» **Required task**
Rewrite every one of the records below with "write the coordinates" replaced by "list the coordinates" and everything else left unchanged. Leave the pictures out of your answer.

(Items from a data source)
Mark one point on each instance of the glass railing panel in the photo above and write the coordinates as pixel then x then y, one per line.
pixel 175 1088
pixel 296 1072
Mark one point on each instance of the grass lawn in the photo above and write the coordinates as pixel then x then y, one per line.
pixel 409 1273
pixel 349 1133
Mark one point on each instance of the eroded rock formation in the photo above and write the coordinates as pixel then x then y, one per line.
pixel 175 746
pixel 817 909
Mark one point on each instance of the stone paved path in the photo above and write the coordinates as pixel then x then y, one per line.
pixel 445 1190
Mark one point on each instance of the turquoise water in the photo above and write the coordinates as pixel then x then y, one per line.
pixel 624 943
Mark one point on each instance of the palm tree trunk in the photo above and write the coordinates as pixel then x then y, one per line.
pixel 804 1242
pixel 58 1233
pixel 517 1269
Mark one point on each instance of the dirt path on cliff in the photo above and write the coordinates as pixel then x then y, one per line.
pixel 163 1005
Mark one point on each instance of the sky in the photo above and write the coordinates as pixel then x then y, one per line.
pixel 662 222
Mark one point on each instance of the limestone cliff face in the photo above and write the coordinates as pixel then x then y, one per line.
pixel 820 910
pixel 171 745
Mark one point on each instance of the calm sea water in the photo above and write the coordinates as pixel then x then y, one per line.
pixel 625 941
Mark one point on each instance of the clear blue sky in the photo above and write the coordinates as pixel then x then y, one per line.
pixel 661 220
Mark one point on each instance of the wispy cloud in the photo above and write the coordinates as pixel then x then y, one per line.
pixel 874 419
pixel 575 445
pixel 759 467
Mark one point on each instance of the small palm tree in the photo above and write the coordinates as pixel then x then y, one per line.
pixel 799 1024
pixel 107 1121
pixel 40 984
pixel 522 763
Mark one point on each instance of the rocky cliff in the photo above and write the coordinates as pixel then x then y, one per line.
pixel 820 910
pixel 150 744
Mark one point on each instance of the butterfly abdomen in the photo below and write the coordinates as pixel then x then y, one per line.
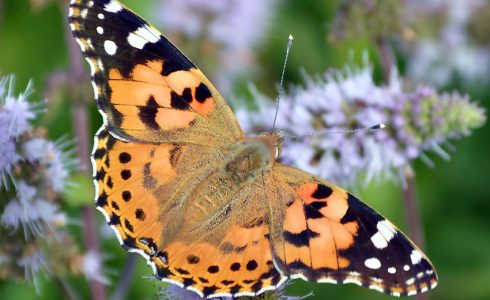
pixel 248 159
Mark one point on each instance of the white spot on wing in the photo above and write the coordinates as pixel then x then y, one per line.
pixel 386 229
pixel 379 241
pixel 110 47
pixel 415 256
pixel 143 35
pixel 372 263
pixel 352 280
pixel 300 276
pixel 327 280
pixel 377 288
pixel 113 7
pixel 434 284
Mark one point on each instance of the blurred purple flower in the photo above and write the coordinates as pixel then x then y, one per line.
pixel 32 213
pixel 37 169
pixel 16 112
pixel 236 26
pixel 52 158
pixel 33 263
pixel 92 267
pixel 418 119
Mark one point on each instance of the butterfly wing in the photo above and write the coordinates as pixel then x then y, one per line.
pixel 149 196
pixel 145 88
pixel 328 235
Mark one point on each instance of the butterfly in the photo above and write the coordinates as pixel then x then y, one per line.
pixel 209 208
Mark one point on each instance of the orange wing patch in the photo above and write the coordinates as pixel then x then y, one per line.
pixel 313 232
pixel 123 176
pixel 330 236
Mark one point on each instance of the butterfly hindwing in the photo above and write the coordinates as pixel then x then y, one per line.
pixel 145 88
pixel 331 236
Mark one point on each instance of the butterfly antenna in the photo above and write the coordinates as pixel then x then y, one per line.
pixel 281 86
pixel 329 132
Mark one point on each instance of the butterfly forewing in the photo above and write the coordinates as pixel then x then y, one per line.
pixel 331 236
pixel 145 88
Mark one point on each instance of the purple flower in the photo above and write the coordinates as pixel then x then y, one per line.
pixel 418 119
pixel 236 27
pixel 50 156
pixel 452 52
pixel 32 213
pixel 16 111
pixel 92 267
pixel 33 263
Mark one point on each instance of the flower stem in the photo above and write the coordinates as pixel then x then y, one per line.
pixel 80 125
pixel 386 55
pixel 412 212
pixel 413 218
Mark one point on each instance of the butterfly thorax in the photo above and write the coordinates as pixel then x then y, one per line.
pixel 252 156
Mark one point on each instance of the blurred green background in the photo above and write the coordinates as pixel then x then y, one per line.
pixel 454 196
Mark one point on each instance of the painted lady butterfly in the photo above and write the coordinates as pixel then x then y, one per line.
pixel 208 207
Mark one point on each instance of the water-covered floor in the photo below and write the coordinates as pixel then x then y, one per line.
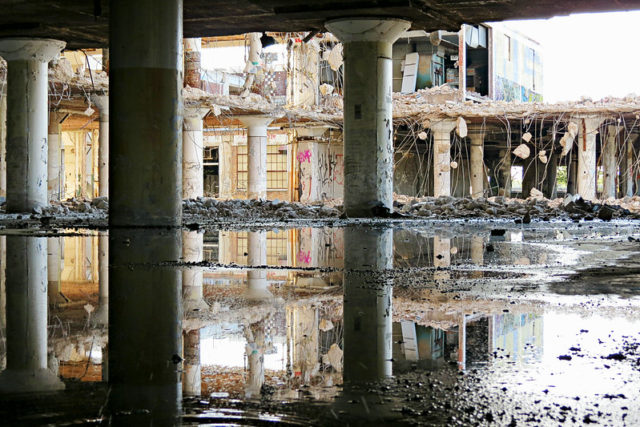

» **Full solution**
Mark one point on each instance of the glass railing panel in the photo above and list the coordinates as pixel then x then y, one per line.
pixel 175 1088
pixel 296 1072
Mark one point on each instance of the grass lawn in the photo above and list the coordinates as pixel then x then y, one per line.
pixel 409 1273
pixel 349 1133
Mark one point on each instance of the eroded rock formation in the photo above and list the coordinates as pixel then x then y, one per line.
pixel 175 746
pixel 817 909
Mark one point on each instance of the stone paved path in the photo above and list the coordinates as pixel then x then y, one per line.
pixel 445 1190
Mark one point on each instance of the turquoise water in the photo above and list the coordinates as pixel then x then y, one per line.
pixel 624 943
Mark one point on each instance of the palm tree trunk in the photo above and list the coordinates as pixel then x then y, one per line.
pixel 804 1242
pixel 58 1233
pixel 517 1269
Mark one point on each instance of the dirt path on cliff in the photo above and list the coordinates as pixel then x then y, one per line.
pixel 163 1005
Mark one point on each instance of the sky in the photo above and list the coordinates as pixel then x then y, one per line.
pixel 662 222
Mark one point on each instance of the limestone cliff face in the photo above and list the coordinates as pixel then x then y, one per line.
pixel 820 910
pixel 171 745
Mark one point on each instance of the calm sea water in the photo above and list the coordinates as pixel then x then y, one per line.
pixel 625 941
Mark one point on each instance of the clear blue sky in the photo above and list the coordinates as pixel then x then y, one per line.
pixel 661 220
Mark one point on each instance of the wispy cloud in the photo above and list the coordinates as pixel then x then y, one per line.
pixel 874 419
pixel 575 445
pixel 759 467
Mark one point on each instance of the small palm tree in the photo above and list the coordinates as pixel then x then y, one per line.
pixel 799 1024
pixel 107 1121
pixel 40 984
pixel 522 763
Mark one point on each instance of the rocky cliff in the photo above and list the coordinates as pixel then x then y, one per line.
pixel 820 910
pixel 150 744
Mark one point on each instance of the butterfly abdomen in the photo below and list the coordinates as pixel then x then y, one per line.
pixel 248 159
Mark one point on each instance of the white spot on wing in the photo above and list the coordinates as pixel then x then y, one per line.
pixel 386 229
pixel 379 241
pixel 110 47
pixel 415 256
pixel 143 35
pixel 372 263
pixel 352 280
pixel 300 276
pixel 327 280
pixel 377 288
pixel 113 7
pixel 434 284
Mark one point on each instance of the blurred purple flower in the photo above and list the coordinates as pixel then x then y, one per line.
pixel 32 213
pixel 37 169
pixel 16 112
pixel 236 26
pixel 52 158
pixel 33 263
pixel 92 267
pixel 418 119
Mark one point on each instance of the butterfly wing in the photo above and list the coordinates as pixel then x then y, one per line.
pixel 149 196
pixel 145 88
pixel 328 235
Mark one point on each instance of the butterfly in the photo above and list the coordinates as pixel then x then y, one per line.
pixel 209 208
Mark one point on each instance of the orange wing patch in the photo above and list the coordinates as pixel then x then y, one per line.
pixel 313 232
pixel 123 176
pixel 330 236
Mark one point on each instance of the butterfly hindwing in the photo above and list the coordinates as pixel then x then y, one per line.
pixel 145 88
pixel 331 236
Mark one point on each instance of the butterfly antenna in the photo above and list the coordinates as pixel then x then y, one per line.
pixel 281 86
pixel 329 132
Mark one point on each instance of the butterfly forewing in the photo above and list the coordinates as pixel then x then y, one per line.
pixel 331 236
pixel 145 88
Mark one point on each instance of the purple flower in the photo above and list the coordinates as pixel then x then y, one per line.
pixel 418 119
pixel 236 27
pixel 50 156
pixel 452 52
pixel 32 213
pixel 16 111
pixel 92 267
pixel 33 263
Mark one point on each instance of the flower stem in the photo above and list the coordinates as pixel then x then y, one per line.
pixel 80 125
pixel 386 55
pixel 412 212
pixel 413 218
Mark one point on each instance of the butterfly thorax in the photo above and list the coordinates as pixel then x then y, one per line.
pixel 252 156
Mark one point on each instance of the blurred green background in the photo above and list the coordinates as pixel then x then y, one per line.
pixel 454 196
Mark one point on each instance of the painted lady butterfly in the photo above and list the coordinates as pixel then x then y, one per line.
pixel 208 207
Mark one point on each instance of the water-covered floor in the photo below and list the coordinates as pixel then x then y, one per line.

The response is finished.